Excerpts from point annotation data:
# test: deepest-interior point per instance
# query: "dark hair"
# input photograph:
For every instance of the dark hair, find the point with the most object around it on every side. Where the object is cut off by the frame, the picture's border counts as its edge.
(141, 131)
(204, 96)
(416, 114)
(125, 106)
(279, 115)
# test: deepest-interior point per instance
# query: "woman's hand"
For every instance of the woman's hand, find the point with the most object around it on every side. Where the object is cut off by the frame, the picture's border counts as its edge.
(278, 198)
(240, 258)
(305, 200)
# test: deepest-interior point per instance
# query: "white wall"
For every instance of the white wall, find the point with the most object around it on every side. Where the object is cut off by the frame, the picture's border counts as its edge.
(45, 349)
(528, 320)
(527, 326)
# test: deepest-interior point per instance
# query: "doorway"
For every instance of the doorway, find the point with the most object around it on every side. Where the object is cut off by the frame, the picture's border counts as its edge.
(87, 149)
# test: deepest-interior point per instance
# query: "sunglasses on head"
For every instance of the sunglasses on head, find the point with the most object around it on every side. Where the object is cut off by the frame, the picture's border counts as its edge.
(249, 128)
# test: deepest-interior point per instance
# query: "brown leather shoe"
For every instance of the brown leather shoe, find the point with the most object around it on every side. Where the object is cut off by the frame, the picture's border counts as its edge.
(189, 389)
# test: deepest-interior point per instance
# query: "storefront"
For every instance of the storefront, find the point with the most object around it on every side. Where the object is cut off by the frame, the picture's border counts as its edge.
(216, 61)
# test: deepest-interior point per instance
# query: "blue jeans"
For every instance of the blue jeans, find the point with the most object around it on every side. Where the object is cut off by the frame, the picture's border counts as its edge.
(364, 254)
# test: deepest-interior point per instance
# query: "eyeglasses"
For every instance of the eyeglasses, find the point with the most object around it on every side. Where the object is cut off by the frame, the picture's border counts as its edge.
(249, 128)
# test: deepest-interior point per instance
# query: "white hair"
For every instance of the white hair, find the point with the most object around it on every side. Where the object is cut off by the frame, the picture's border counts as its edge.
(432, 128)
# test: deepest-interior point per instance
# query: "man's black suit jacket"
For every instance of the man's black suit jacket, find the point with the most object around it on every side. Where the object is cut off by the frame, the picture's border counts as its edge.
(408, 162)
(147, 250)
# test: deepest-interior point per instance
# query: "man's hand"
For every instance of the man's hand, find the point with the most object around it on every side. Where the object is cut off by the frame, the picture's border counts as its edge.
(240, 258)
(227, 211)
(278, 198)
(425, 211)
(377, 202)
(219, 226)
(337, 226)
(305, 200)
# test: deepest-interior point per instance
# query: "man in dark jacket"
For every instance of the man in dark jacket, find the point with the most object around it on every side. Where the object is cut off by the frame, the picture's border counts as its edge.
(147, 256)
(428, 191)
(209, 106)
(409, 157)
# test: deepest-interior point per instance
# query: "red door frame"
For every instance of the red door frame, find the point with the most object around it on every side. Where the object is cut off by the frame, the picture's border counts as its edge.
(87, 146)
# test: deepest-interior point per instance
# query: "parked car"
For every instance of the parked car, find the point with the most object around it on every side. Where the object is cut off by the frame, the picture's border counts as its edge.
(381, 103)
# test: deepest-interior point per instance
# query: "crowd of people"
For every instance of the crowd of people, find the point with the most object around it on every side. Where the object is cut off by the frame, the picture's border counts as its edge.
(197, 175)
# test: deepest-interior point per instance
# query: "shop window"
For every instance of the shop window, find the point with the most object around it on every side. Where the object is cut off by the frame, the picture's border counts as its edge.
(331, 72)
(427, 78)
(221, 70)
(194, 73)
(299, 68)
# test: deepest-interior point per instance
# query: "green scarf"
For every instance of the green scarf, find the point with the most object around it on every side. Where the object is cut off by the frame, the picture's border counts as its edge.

EXERCISE REQUIREMENTS: Send back all of the entries exactly, with nothing missing.

SOLUTION:
# test: deepest-interior point per instance
# query: "dark hair"
# input photograph:
For every instance of the dark hair, find the point with the most object around it on every side. Where the object is cut off by the frame, the picture's border counts as its edge.
(141, 131)
(204, 96)
(416, 114)
(125, 106)
(279, 115)
# test: deepest-interior point per instance
# query: "woman's hand"
For every instance of the woman's hand, find the point with the most object around it on every side. Where the object is cut off by the frame, the picture's border counts as its edge.
(278, 198)
(240, 258)
(305, 200)
# test: deepest-interior point per instance
# query: "white wall"
For every instance of the white wall, find the point with the most object around it on every side. Where the object is cut off by the frame, the picture's border counts as its edge.
(45, 349)
(528, 320)
(527, 326)
# test: deepest-interior point per instance
# query: "doorway"
For every instance of the doorway, find the point with the most object around it on every side. Where the object is cut off by the frame, the picture's border counts as its edge.
(87, 149)
# test: deepest-interior point per instance
# query: "sunglasses on head"
For every instance of the sunglasses on head, find the point with the most object around it on every side. Where the object is cut off by the frame, the picture's border counts as its edge.
(249, 128)
# test: deepest-interior point per instance
# query: "brown leather shoe"
For every instance of the brown leather shoe, find the point with the most object around it on every side. Where the object is cut off by the frame, the picture's border counts as its edge.
(189, 389)
# test: deepest-interior point per instance
# query: "storefront"
For every instance of the storefront, find the point with the most object around it on every side. Where the object is cut off by the frame, the picture's border counts as its edge.
(216, 61)
# test: deepest-interior point per instance
# query: "blue jeans"
For every instance of the blue jeans, find the point with the most object around it on every side. Where the object is cut off by the frame, the picture's border counts as its edge.
(364, 254)
# test: deepest-interior point per instance
# query: "eyeglasses"
For every instance of the eyeglasses, find the point with the most object around it on every side. Where the object is cut off by the frame, the picture's border counts as its edge.
(249, 128)
# test: deepest-interior point per instance
# query: "white hair"
For every instance of the white hair, find the point with the most object around it on every side. Where the object is cut off by the frame, the picture's border counts as its edge.
(432, 128)
# test: deepest-interior point per instance
# query: "man's black suit jacket"
For every instance of the man's black suit jacket, find the point with the most object around it on every side. Where the object is cut off by the frame, the picture's border counts as its edge.
(408, 162)
(147, 250)
# test: deepest-interior point per instance
# query: "man's hand"
For every instance of the man's hand, find the point with the most object around it on every side. Where the object is cut off by the frame, the picture's border counts as its edge.
(240, 258)
(227, 211)
(278, 198)
(425, 211)
(377, 202)
(219, 226)
(337, 226)
(305, 200)
# test: deepest-interior point per instance
# query: "man in dark jacket"
For every instance of the man in dark jacket, find the point with the most object around it on every side. Where the object is cut off by the frame, the picture's border counts as its edge.
(147, 256)
(428, 191)
(209, 106)
(409, 157)
# test: deepest-interior point per instance
# query: "red door frame"
For every instance of the red door frame, find the point with the most object around it on every side. Where the object is cut off by the frame, the picture's border counts as its edge.
(87, 146)
# test: deepest-interior point per instance
# query: "parked car"
For every instance of the parked car, find the point with the most object around it on every side. Where the object is cut off by the frame, the picture's border counts as its edge.
(381, 103)
# test: deepest-interior point per instance
# query: "crowd of people"
For every instance of the crowd of people, find the point with the most object around it on every side. Where the object is cut off by the frame, the picture's border counts as its edge.
(197, 175)
# test: deepest-interior point per instance
# query: "shop window"
For every instance of the shop window, find the point with the most object around it on every side. Where the object is cut off by the frame, the picture's border counts as its edge.
(331, 72)
(427, 78)
(221, 70)
(194, 73)
(299, 68)
# test: deepest-interior point per instance
# query: "green scarf"
For every instance of the green scarf, find the point with the most object around it on every side. Where the object is cut off by the frame, the picture's border counts as its edge.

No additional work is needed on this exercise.